#### ESTRATTO

La morte, richiamo e riconciliazione
di Mohamed Amrani
Quando si ha, a vista d’occhio, la propria morte (tumore sconosciuto, reazione immunitaria violenta, il cuore che si indebolisce…), alcune reazioni si scatenano nel proprio interno.
I noncuranti che sono sempre stati nell’oblio, sembrano rimanere aggrappati al momento presente e al “fatto evidente” che sono ancora in vita. Specialmente in una cultura dominante che non manca di vendere delle diversioni su quello che viene chiamato l’”aldilà”, un termine vago sconcertante e anestetico.
Per coloro che hanno notizia sulla Vita ultima, questa presa di coscienza esegue improvvisamente una sentenza che, fino ad allora, era rimasta sospesa. La prima reazione è di frustrazione, d’irritazione.
In primo luogo, questo non è un comportamento reprensibile. Nell’hadith qodsi Dio informa che Egli “esita” a prendere l’anima del fedele amato, poiché costui detesta la morte e Dio detesta contrariarlo. Ma mi chiedo: “Questo è anche il caso degli eletti di Dio, il cui desiderio ultimo è di andare all’incontro di Dio?”

#### AZIONE RICHIESTA A
Rispondi a queste domande sul brano sulla morte:
(i) A che cosa restano aggrappati i noncuranti?
(ii) Qual è la prima reazione di chi ha notizia sulla Vita ultima?
(iii) In quale testo Dio informa che "esita" a prendere l'anima del fedele amato?
#### AZIONE RICHIESTA B
Stabilisci se ciascuna affermazione concorda con il brano sulla morte. Rispondi sì o no e cita le parole decisive del testo.
(i) La frustrazione iniziale è presentata come un comportamento reprensibile.
(ii) L'"aldilà" è definito un termine vago.
(iii) Il fedele amato detesta la morte.
#### AZIONE RICHIESTA C
Ricopia dal brano sulla morte il tratto da "La morte, richiamo" fino a "sconcertante e anestetico.".

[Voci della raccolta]
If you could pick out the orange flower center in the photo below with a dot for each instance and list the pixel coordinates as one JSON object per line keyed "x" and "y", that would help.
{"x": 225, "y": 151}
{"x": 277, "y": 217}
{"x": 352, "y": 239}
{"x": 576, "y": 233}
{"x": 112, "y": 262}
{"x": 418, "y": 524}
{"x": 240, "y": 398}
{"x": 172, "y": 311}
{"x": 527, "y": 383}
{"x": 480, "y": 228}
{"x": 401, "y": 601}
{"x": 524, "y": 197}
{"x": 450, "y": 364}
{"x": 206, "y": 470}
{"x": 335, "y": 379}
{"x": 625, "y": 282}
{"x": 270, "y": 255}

#### LA TUA SOLUZIONE A
(i) Al momento presente e al "fatto evidente" che sono ancora in vita.
(ii) La frustrazione, l'irritazione.
(iii) Nell'hadith qodsi.

#### LA TUA SOLUZIONE B
(i) No: "In primo luogo, questo non è un comportamento reprensibile."
(ii) Sì: "un termine vago sconcertante e anestetico"
(iii) Sì: "poiché costui detesta la morte"

#### LA TUA SOLUZIONE C
La morte, richiamo e riconciliazione
di Mohamed Amrani
Quando si ha, a vista d’occhio, la propria morte (tumore sconosciuto, reazione immunitaria violenta, il cuore che si indebolisce…), alcune reazioni si scatenano nel proprio interno.
I noncuranti che sono sempre stati nell’oblio, sembrano rimanere aggrappati al momento presente e al “fatto evidente” che sono ancora in vita. Specialmente in una cultura dominante che non manca di vendere delle diversioni su quello che viene chiamato l’”aldilà”, un termine vago sconcertante e anestetico.